_Direction 1_: In the post on the greater male variability hypothesis, what was the IQ test originally developed for?
_Direction 2_: Carry on the post about the greater male variability hypothesis, picking up right after its final sentence.

I have looked into the research about the "greater male variability hypothesis" in various test-taking, the idea that there are more male than female test-takers in both tails of the distributions, and I have a couple of extra points which are worth thinking about when interpreting those test findings:
- Who takes the tests in terms of asking if the samples are randomly drawn from the underlying populations?
- Which sex uses guessing more in test-taking?
- What is happening to the extreme tail differences over time?
On the first point:
The people taking IQ tests or scholastic tests are usually not randomly drawn samples from the underlying populations. Different countries, for instance, test populations for IQ for different reasons (some to find those who need special education, as the IQ test was developed for that very reason, not as a measure of general intelligence). And scholastic test-taking is based on students choosing to take the test.
In the US, for instance, there are many more girls taking the tests for university admission than there are boys. This affects both the average score and the distribution of the score.

_Material provided_:

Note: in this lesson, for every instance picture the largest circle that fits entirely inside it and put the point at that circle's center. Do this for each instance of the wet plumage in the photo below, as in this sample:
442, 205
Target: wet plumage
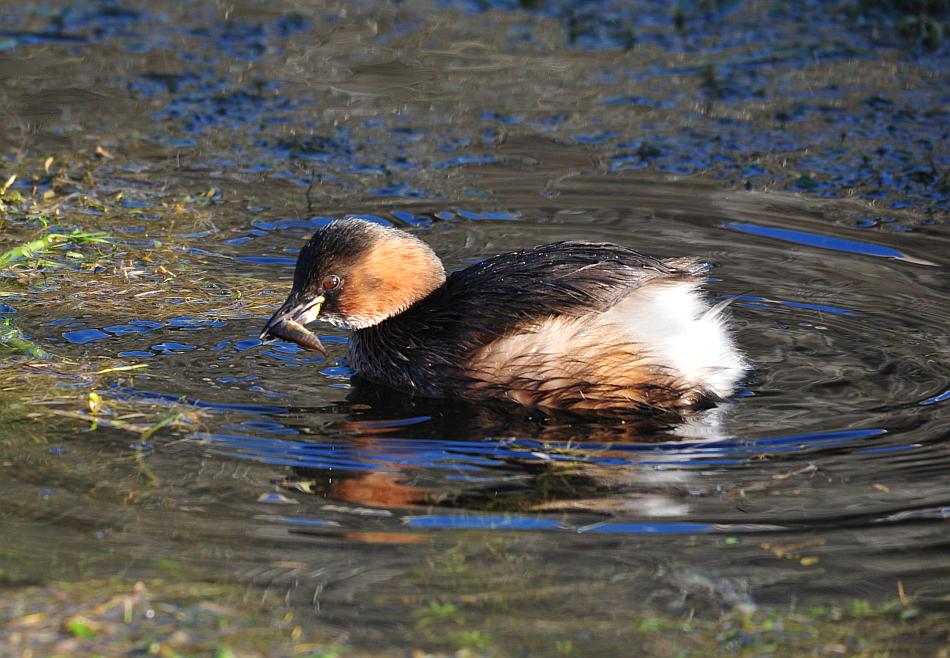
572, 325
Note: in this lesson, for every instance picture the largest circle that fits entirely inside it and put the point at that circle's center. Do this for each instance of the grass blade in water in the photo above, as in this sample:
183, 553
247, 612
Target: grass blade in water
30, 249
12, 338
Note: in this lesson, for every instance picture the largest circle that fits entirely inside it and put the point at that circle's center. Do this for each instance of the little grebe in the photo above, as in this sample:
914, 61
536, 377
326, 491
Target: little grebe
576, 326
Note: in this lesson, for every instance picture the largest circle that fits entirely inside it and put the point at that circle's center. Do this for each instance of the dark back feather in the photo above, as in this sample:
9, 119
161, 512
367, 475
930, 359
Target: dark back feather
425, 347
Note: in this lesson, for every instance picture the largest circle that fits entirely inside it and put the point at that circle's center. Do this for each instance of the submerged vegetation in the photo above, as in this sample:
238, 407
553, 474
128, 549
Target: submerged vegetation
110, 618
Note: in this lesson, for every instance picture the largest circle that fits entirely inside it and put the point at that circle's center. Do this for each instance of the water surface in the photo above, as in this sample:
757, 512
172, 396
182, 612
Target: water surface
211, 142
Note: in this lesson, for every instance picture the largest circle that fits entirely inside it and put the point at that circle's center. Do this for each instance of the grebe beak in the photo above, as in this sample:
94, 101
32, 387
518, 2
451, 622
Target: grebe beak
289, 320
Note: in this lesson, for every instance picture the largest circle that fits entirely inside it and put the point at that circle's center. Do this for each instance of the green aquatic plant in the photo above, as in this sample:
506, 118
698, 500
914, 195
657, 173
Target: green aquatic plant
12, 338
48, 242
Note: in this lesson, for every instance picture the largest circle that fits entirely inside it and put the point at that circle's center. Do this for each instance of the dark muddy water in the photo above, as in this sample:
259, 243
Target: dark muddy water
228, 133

---

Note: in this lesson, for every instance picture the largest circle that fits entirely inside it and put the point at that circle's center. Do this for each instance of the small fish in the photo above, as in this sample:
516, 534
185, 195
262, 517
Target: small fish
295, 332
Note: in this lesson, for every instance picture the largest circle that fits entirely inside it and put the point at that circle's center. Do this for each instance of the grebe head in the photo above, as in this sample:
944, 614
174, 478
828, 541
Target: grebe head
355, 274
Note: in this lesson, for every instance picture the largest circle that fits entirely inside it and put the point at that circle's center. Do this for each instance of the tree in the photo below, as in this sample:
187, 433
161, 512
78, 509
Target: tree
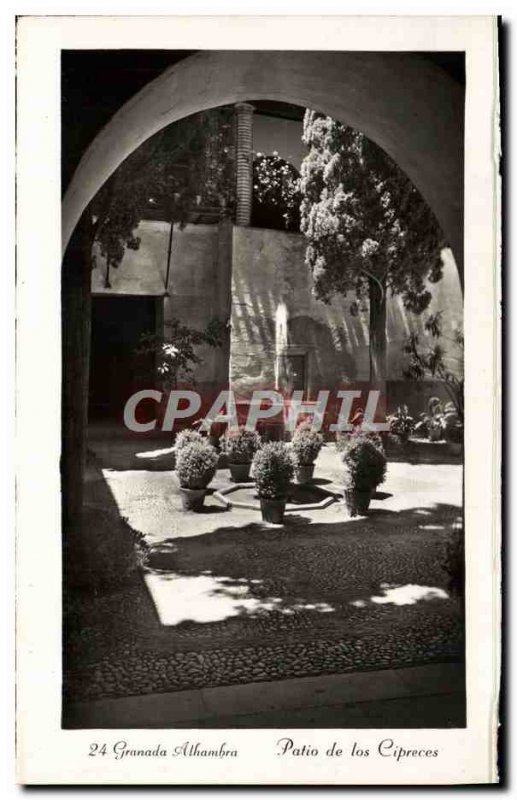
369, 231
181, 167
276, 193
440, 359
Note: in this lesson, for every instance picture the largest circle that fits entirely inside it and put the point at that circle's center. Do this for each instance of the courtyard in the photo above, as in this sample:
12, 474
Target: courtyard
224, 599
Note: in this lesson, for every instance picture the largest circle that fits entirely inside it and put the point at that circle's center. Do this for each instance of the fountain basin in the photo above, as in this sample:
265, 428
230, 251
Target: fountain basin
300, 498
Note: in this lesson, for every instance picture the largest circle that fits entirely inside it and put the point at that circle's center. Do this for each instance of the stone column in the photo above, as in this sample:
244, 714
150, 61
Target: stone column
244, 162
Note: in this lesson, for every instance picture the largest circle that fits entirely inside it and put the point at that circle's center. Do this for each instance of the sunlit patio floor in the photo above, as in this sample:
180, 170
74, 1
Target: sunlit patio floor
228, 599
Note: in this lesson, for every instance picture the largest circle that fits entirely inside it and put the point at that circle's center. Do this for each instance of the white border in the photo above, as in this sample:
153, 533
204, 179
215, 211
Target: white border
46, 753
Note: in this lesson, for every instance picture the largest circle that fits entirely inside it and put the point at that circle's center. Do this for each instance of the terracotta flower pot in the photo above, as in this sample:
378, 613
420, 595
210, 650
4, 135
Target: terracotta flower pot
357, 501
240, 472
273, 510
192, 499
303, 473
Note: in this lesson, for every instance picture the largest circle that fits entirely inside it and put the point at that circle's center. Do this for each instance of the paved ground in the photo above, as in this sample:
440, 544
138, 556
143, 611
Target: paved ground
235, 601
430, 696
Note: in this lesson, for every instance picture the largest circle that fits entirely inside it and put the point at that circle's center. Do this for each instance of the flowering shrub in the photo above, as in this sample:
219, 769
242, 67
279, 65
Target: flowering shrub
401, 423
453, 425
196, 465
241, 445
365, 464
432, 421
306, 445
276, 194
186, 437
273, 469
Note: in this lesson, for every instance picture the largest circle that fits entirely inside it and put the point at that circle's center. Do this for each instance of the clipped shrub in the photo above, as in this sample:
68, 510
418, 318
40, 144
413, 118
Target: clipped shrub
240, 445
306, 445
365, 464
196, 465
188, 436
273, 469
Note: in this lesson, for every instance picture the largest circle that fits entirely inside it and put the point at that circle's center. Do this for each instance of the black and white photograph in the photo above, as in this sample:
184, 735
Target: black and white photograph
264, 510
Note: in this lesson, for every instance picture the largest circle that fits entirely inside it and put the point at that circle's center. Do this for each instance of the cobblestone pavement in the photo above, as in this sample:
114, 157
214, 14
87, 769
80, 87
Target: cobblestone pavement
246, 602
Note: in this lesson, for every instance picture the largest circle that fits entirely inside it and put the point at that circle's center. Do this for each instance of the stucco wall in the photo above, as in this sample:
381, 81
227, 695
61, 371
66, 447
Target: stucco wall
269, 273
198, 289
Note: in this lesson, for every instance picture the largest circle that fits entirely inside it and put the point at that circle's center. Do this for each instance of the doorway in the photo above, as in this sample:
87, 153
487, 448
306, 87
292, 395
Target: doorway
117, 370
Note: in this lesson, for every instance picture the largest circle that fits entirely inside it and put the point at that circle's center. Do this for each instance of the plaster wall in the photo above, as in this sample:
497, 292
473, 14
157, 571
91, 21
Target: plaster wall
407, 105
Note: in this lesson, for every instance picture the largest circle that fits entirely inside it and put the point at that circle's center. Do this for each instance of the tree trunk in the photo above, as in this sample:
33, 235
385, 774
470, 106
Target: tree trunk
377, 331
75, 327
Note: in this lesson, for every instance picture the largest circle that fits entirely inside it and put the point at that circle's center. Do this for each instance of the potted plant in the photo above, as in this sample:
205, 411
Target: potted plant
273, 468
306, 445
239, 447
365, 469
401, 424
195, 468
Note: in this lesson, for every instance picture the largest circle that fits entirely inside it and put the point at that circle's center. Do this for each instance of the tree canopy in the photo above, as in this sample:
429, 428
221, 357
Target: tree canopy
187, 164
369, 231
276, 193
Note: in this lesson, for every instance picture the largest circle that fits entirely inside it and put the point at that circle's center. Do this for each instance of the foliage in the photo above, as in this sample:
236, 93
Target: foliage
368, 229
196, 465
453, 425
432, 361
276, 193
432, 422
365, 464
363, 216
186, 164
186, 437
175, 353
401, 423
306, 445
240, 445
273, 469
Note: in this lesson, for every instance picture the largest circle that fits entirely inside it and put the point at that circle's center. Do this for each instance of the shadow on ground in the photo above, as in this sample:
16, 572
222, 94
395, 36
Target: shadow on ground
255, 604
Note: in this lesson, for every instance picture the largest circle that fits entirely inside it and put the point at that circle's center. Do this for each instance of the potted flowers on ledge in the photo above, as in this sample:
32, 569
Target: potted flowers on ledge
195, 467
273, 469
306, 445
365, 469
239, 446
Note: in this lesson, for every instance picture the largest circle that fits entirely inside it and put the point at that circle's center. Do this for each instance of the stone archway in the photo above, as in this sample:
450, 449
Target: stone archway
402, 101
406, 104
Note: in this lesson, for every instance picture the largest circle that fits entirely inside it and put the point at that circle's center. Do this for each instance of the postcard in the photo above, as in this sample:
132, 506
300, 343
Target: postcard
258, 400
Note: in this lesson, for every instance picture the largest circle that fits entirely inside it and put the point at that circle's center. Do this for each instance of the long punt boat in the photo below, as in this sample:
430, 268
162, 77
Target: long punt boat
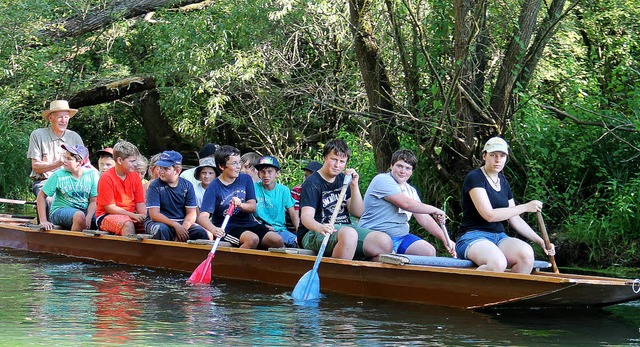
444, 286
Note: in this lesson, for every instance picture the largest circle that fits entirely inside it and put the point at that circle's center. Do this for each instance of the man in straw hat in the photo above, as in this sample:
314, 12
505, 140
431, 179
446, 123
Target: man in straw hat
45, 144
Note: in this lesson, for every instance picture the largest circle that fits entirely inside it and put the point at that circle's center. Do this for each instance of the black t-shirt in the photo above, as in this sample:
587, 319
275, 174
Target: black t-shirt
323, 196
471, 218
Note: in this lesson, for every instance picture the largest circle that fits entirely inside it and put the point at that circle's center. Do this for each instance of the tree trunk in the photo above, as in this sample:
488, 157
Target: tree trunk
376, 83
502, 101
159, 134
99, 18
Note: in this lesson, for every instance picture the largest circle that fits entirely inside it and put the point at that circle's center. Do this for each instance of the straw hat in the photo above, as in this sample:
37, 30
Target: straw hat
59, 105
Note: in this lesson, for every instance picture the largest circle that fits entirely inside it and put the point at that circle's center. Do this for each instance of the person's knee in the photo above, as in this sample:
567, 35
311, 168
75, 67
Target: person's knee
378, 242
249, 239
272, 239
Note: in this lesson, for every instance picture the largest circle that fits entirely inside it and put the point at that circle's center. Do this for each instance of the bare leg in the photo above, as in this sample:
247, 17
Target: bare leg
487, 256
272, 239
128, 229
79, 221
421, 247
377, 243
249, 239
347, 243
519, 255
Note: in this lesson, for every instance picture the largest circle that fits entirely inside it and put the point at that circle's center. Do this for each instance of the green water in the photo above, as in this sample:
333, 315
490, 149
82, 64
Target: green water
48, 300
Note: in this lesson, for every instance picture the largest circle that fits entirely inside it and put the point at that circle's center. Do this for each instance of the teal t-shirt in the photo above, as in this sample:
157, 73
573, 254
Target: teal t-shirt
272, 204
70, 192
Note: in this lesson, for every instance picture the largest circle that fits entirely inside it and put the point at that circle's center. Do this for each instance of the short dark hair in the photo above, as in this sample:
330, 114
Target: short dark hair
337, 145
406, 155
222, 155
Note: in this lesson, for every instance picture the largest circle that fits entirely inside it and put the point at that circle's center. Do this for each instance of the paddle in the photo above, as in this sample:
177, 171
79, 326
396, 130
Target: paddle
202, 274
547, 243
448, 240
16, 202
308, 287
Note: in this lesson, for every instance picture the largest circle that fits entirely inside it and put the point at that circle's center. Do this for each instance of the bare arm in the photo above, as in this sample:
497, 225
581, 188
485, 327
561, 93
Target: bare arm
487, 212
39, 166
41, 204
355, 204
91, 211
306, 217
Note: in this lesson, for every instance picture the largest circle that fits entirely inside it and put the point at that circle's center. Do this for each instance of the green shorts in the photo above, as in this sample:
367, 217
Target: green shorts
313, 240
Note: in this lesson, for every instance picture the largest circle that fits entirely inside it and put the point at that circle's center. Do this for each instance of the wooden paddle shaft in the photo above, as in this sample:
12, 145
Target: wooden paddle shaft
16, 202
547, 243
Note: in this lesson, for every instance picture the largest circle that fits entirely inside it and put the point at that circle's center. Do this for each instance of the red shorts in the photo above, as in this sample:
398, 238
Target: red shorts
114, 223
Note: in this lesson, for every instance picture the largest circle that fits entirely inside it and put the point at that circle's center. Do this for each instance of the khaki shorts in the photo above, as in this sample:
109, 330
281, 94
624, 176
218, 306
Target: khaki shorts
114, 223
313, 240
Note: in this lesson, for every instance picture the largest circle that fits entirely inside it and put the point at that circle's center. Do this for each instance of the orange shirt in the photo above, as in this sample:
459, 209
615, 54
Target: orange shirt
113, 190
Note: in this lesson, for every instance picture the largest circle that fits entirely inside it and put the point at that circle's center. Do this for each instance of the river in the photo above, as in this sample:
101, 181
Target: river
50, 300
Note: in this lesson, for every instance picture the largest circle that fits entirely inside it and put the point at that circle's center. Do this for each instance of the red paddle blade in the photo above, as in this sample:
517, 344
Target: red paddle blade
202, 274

* * *

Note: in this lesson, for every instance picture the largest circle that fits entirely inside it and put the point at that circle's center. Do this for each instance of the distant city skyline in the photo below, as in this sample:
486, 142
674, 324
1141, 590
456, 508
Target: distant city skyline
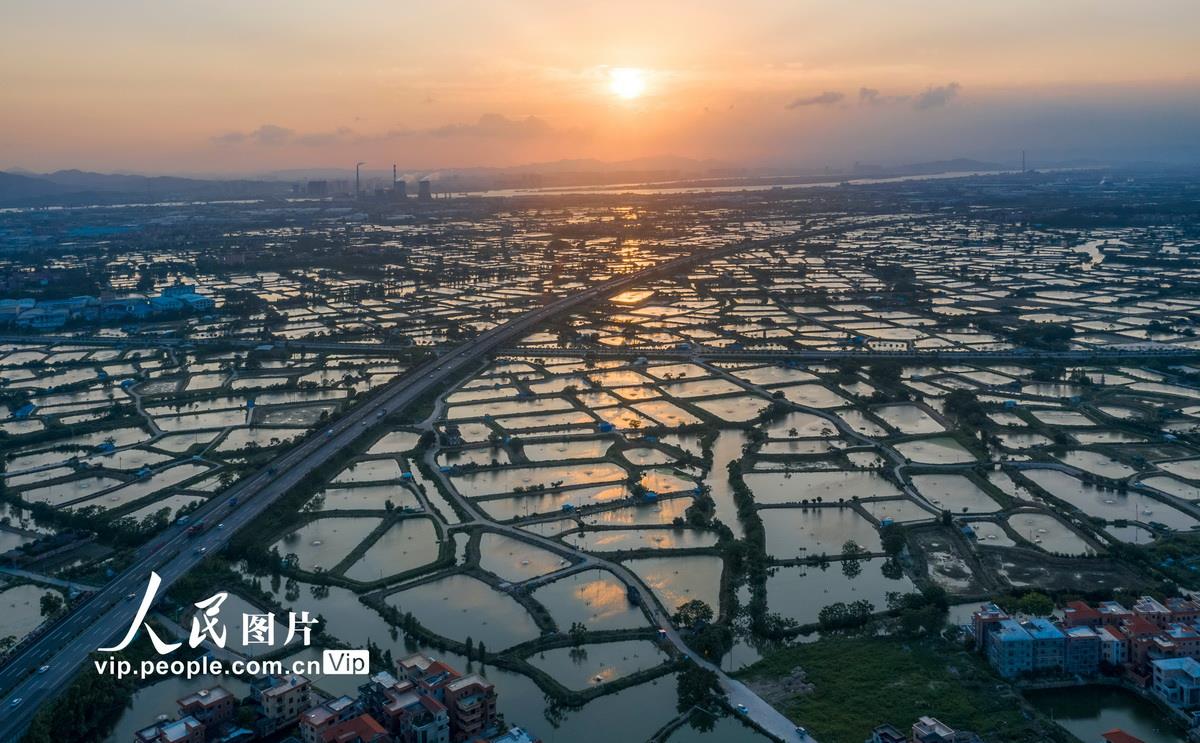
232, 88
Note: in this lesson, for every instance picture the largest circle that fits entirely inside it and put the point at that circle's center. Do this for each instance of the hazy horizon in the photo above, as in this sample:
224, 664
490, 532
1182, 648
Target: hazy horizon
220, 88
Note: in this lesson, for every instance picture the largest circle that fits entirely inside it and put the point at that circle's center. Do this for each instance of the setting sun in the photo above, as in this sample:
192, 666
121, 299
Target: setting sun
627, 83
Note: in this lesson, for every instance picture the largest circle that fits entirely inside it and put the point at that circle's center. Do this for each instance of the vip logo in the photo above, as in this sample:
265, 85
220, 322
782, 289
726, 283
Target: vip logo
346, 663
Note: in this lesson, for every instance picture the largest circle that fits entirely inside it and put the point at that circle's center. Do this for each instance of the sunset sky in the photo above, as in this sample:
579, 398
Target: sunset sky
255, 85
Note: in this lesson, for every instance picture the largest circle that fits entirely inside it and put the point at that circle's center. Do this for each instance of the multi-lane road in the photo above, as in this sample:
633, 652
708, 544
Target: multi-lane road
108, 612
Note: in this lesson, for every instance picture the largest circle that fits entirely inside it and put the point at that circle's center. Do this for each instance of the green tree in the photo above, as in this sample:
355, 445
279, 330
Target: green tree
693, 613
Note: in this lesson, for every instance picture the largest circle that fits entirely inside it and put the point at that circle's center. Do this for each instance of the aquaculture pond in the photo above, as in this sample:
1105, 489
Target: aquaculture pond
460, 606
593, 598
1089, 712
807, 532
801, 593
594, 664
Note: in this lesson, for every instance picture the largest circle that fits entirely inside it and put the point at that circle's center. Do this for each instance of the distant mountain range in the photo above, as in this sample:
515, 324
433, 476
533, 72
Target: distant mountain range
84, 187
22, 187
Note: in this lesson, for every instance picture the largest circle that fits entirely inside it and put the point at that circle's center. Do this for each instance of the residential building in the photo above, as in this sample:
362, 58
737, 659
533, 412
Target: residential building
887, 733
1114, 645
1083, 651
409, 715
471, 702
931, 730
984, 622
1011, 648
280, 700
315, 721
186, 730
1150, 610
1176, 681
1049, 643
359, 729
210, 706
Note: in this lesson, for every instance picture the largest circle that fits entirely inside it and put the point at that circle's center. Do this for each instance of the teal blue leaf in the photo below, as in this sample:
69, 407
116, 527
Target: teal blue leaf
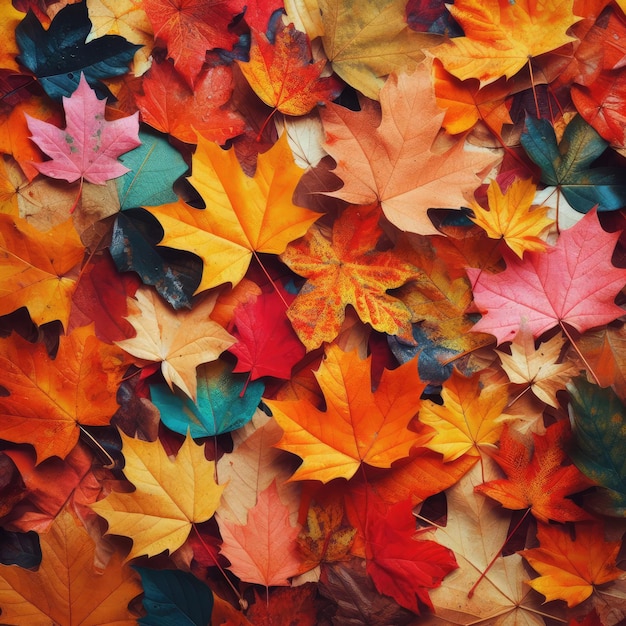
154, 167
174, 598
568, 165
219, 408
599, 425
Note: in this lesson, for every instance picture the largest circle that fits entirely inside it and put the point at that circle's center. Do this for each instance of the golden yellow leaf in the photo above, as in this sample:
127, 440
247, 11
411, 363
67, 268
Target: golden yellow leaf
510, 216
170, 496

_Output 1_: To find those who need special education.

_Output 2_:
It's not impossible that the larger female sample contains a higher percentage of girls who are going to score lower than the smaller male sample, if the 'extra girls' are created by more girls than boys not doing as well at school deciding to take the test as job opportunities for women without university education are not as good as job opportunities for men without university education.
I would like to see studies based on random sampling in this field so that we could control for the sample size and self-selection problems.
On the second point: Guessing in true-false and multiple-choice questions can increase the proportion of those who score in extreme ends of the distribution, depending on the way correct and false answers are scored, including not choosing an answer at all. Boys and men are more likely to treat the test as a game and more likely to guess than girls and women who are more likely to not answer a question they are unsure of.
This is unlikely to cause tremendous differences, but it will have some effects, especially in true-false type tests.
On the third point: In the US there are more boys than girls who score in the top one percent for the mathematics SAT test, but over time the difference in that is getting smaller. So whatever the causes of that difference, at least some appear to be changing.
Could be differences in practice, given that boys' traditional games and play tend to strengthen things like three-dimensional mental rotation while girls' traditional games and play tend to strengthen linguistic talents etc.
Interestingly enough, in the verbal/linguistic SAT tests (and essay writing tests) the extreme upper one percentage contains more girls than boys.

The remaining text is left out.